The task:
Please return every one of the rows below word for word, changing nothing and adding nothing.

········

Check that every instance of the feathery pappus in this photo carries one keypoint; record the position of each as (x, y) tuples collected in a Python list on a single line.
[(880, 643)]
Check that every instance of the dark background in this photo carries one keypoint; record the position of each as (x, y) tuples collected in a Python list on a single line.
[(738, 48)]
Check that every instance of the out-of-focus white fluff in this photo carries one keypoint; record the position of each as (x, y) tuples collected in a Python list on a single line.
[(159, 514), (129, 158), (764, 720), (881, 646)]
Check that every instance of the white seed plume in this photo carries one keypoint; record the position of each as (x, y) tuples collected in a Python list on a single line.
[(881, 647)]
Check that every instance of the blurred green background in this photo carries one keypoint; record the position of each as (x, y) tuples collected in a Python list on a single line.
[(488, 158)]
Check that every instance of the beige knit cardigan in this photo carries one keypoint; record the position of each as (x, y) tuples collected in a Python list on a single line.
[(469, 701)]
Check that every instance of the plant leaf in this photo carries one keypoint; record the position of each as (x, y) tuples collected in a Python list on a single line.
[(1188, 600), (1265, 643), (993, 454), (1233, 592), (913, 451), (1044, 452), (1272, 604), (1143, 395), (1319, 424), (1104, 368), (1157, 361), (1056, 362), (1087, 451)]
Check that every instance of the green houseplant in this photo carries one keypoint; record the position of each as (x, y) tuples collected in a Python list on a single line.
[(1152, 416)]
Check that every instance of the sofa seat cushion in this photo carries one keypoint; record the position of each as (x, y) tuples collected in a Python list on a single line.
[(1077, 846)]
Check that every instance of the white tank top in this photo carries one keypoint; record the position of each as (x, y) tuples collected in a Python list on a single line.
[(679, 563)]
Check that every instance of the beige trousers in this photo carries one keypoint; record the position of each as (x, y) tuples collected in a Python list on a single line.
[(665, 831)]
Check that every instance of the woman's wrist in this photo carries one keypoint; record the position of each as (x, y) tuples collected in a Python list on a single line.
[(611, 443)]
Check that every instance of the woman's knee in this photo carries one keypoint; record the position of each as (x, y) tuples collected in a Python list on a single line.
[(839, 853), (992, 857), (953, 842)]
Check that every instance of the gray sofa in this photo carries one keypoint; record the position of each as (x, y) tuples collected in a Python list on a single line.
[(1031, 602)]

········

Task output:
Check that every instance of the feathery pappus in this photo carries one keypoint; record the position of each as (x, y) tuples collected in a Python list on a single line.
[(880, 643)]
Check that every instance of the dark background in this photo carries one keypoint; record the position of each as (x, y) tuples collected in a Python list on a single line.
[(738, 48)]
Check that every instance of the out-of-focus white fluff in this photo carries one keypoint; record the position of each as (x, y) tuples collected in a Python list on a single line.
[(159, 514), (129, 158), (764, 720), (881, 646)]
Check that every instance of the white seed plume in this photo carries one keypoint; record the position of each as (x, y) tuples collected in a Python list on a single line.
[(881, 647)]
Check that every instance of the blurred green background in this photo carries one keypoint; record the position of each as (x, y) tuples collected in a Python list on a single line.
[(488, 158)]
Check that every instance of the beige knit cardigan in this photo carries one keypoint; record the position of each as (x, y) tuples collected in a Python list on a single line.
[(469, 701)]
Check that every instance of the plant leaf in this photo carries one keypoint; record the position of each as (x, y) tuples collected in a Python list on a single line.
[(1188, 600), (1265, 643), (993, 454), (1233, 592), (913, 451), (1044, 452), (1272, 604), (1143, 395), (1319, 424), (1104, 368), (1157, 361), (1056, 362), (1087, 451)]
Check that every instance of the green houseplant in this photo carries one keypoint; record the position of each as (x, y) tuples collected in a Python list on a single line.
[(1152, 416)]
Check that every instance of the sofa seat cushion in this photo carries one keypoint; record the position of each as (x, y) tuples collected in a Python list on a single line.
[(1077, 846)]
Check that every instance of the white tank top in this photo carries one keypoint; record the position of each as (x, y) tuples collected in a Python list on a single line.
[(679, 563)]
Check that every instance of the beige trousers in this photo carries one keypoint; record the position of each as (x, y) tuples collected in a Python list on a single line.
[(665, 831)]
Check that every instance of the woman's wrist in this photo carries one keypoint; record the position of each as (x, y) tuples collected in a Python list on a single line.
[(611, 443)]
Check that every instance of the woman's knee in this photo carries one keypoint; record the position of each as (x, y) tuples collected in a Python list on a single line.
[(839, 853), (992, 857), (953, 842)]
Check that every instance of the gray sofa in this photo carries one keypoint; record the position of each as (x, y) tuples collected in a Python list on a single line.
[(1031, 602)]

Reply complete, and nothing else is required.